* Start DATA LISTING *

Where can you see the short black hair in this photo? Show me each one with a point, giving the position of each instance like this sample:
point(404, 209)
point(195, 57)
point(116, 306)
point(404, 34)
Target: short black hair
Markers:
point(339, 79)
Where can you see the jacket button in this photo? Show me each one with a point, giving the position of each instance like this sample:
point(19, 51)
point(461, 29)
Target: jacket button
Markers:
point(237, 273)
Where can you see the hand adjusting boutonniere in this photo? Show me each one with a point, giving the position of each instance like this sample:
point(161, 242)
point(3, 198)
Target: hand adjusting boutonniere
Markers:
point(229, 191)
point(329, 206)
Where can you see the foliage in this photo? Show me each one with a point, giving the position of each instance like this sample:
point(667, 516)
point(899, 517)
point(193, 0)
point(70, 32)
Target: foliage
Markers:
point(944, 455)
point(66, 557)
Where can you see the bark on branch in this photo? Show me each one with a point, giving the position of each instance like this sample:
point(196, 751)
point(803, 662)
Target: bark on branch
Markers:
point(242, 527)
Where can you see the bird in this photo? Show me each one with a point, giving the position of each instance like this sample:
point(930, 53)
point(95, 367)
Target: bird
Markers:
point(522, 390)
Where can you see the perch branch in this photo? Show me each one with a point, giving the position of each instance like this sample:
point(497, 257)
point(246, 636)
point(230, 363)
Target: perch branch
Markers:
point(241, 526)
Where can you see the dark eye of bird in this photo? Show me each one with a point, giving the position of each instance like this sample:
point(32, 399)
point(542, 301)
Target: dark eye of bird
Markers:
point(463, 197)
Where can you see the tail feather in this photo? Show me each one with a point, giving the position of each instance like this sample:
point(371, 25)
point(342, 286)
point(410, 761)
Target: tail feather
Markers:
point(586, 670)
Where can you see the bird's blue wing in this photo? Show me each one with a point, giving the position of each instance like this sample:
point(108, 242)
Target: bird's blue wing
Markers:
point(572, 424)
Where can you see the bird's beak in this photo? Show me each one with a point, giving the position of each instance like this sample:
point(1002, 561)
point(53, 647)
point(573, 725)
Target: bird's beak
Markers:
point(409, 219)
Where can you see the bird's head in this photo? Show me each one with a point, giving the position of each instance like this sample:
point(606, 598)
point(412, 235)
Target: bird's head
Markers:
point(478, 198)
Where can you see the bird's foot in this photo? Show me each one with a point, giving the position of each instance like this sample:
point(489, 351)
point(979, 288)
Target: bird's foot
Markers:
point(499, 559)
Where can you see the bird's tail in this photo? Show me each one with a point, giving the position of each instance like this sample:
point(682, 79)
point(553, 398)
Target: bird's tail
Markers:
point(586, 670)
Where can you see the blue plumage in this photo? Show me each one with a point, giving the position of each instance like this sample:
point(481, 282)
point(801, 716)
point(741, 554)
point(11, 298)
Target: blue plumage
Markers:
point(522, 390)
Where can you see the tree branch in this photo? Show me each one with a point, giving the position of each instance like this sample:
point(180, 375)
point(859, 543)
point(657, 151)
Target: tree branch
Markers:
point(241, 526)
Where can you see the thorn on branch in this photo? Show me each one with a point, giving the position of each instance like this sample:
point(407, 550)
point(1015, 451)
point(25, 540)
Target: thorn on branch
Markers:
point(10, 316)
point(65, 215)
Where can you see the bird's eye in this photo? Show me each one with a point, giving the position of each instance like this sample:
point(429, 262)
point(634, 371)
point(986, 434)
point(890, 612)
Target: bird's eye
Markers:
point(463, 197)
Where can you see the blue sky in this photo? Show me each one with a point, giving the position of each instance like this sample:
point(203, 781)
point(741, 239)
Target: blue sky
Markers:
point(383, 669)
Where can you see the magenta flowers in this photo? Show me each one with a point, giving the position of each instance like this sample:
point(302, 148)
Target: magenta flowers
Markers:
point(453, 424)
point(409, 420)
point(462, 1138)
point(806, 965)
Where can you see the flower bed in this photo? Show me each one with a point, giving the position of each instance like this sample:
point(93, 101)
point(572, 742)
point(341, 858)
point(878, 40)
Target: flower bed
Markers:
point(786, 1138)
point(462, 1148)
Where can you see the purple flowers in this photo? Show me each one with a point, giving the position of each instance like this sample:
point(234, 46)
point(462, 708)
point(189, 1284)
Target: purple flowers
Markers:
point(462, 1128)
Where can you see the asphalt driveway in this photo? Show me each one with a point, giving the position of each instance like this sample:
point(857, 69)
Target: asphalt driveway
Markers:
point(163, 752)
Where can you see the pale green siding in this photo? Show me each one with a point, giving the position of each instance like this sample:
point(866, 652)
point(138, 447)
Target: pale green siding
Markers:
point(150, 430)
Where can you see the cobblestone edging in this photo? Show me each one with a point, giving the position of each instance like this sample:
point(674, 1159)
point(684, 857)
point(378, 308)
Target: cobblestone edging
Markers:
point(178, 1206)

* End DATA LISTING *

_YOUR INSTRUCTIONS_: Write out all of the records above again, swapping "Markers" for "Points" wherever it occurs and leaving everything else unchanged.

_ANSWER_:
Where can you see the short black hair in this photo? Show me each one with a point, giving the position of each instance like this sample:
point(404, 209)
point(195, 57)
point(116, 306)
point(404, 34)
Target: short black hair
Points:
point(339, 79)
Where can you see the jacket button in this photo? Show me each one with a point, giving the position of each instance like this sample:
point(19, 51)
point(461, 29)
Target: jacket button
Points:
point(237, 273)
Where can you see the hand adjusting boutonniere in this photo? Show me each one with a point, giving the position of each instance like this sample:
point(161, 242)
point(3, 198)
Target: hand adjusting boutonniere
Points:
point(229, 191)
point(329, 206)
Where can you see the foliage in this photo? Show me each one with a point, giving the position of each instance like this sample:
point(667, 516)
point(899, 517)
point(193, 0)
point(70, 32)
Target: foliage
Points:
point(944, 455)
point(66, 557)
Where can you see the bark on branch in this photo? Show me each one with a point, giving the position of each instance like this sample:
point(196, 751)
point(803, 662)
Target: bark on branch
Points:
point(242, 527)
Where can you see the bird in this photo? Show me each one with a point, giving the position of each instance like this sample:
point(930, 53)
point(95, 367)
Target: bird
Points:
point(522, 390)
Where can you see the perch branch in this photo? Show me each one with a point, giving the position of each instance like this sample:
point(497, 257)
point(246, 636)
point(230, 363)
Target: perch branch
Points:
point(241, 526)
Where can you see the dark eye of bird in this photo? Show me each one with a point, giving the position of each instance like this sample:
point(32, 399)
point(542, 301)
Target: dark eye of bird
Points:
point(463, 197)
Where can you see the tail feather in this photo? Show me each one with a point, giving the position of each instance like this sample:
point(371, 25)
point(342, 286)
point(410, 761)
Target: tail feather
Points:
point(586, 670)
Where can you see the bird's blue wing in this photo? Show me each one with a point, giving the position of each instance like this sample:
point(108, 242)
Target: bird's blue wing
Points:
point(572, 424)
Where can you see the bird's beak in this photo? Show me each one with a point, giving the position of each instance like this sample:
point(1002, 561)
point(53, 647)
point(573, 725)
Target: bird's beak
Points:
point(409, 219)
Where can you see the bird's head in this photo? Show me each one with a point, giving the position of each instance like this sample:
point(606, 598)
point(412, 235)
Target: bird's head
Points:
point(478, 198)
Where can you see the bird's foot in this photo? Show me each one with a point, giving the position of each instance like this sample:
point(489, 351)
point(979, 288)
Target: bird's foot
Points:
point(499, 559)
Where can you see the bird's tail in this photo? Show me each one with a point, giving the position of each instance like this sample:
point(682, 79)
point(553, 398)
Target: bird's tail
Points:
point(586, 670)
Where can you see the blue plumage in this photo? Show me each one with a point, giving the position of each instance like this sample:
point(481, 282)
point(801, 716)
point(741, 554)
point(11, 298)
Target: blue plumage
Points:
point(522, 390)
Where can you see the tree branch in this photo? Show me each one with a point, giving the position of each instance like this sample:
point(180, 375)
point(859, 543)
point(657, 151)
Target: tree branch
Points:
point(241, 526)
Where can you see the thorn on branch in this photo? Show me each one with a point, giving the position of each instance like this sample:
point(407, 550)
point(1015, 451)
point(25, 540)
Target: thorn on branch
Points:
point(10, 316)
point(65, 215)
Where can you see the bird's eye in this photo? Show me each one with a point, giving the position of each instance like this sample:
point(429, 262)
point(634, 371)
point(986, 434)
point(890, 612)
Target: bird's eye
Points:
point(463, 197)
Where can you see the blue sky in this photo? Show me each one with a point, giving the position of each instance like this sample:
point(203, 781)
point(741, 239)
Target: blue sky
Points:
point(383, 669)
Where can you see the magenta flowers in this photo? Show me each one with a point, giving the position of each instance like this sample:
point(302, 148)
Target: magenta flowers
Points:
point(453, 424)
point(409, 420)
point(462, 1138)
point(806, 965)
Where can you see the flower bed in this photo? Show me each one with a point, giving the position of each instance like this sample:
point(93, 101)
point(572, 742)
point(341, 858)
point(878, 40)
Target: flower bed
Points:
point(786, 1138)
point(462, 1148)
Where can you see the purple flowers in this photo? Show me each one with a point, giving the position of each instance like this sample:
point(234, 46)
point(462, 708)
point(189, 1284)
Target: purple flowers
Points:
point(462, 1128)
Where can you see the asphalt driveway in this photo? Show me each one with a point, giving the position of each instance like this sample:
point(857, 69)
Target: asphalt driveway
Points:
point(163, 752)
Where can you see the pale green siding in this photo? Show me each one with a point, giving the position of each instance like this sample:
point(866, 652)
point(138, 447)
Target: pale green siding
Points:
point(150, 430)
Where can you see the cobblestone edging in this photo? Show me each one with a point, giving the position of each instance like this sample:
point(674, 1159)
point(684, 857)
point(378, 308)
Target: cobblestone edging
Points:
point(178, 1206)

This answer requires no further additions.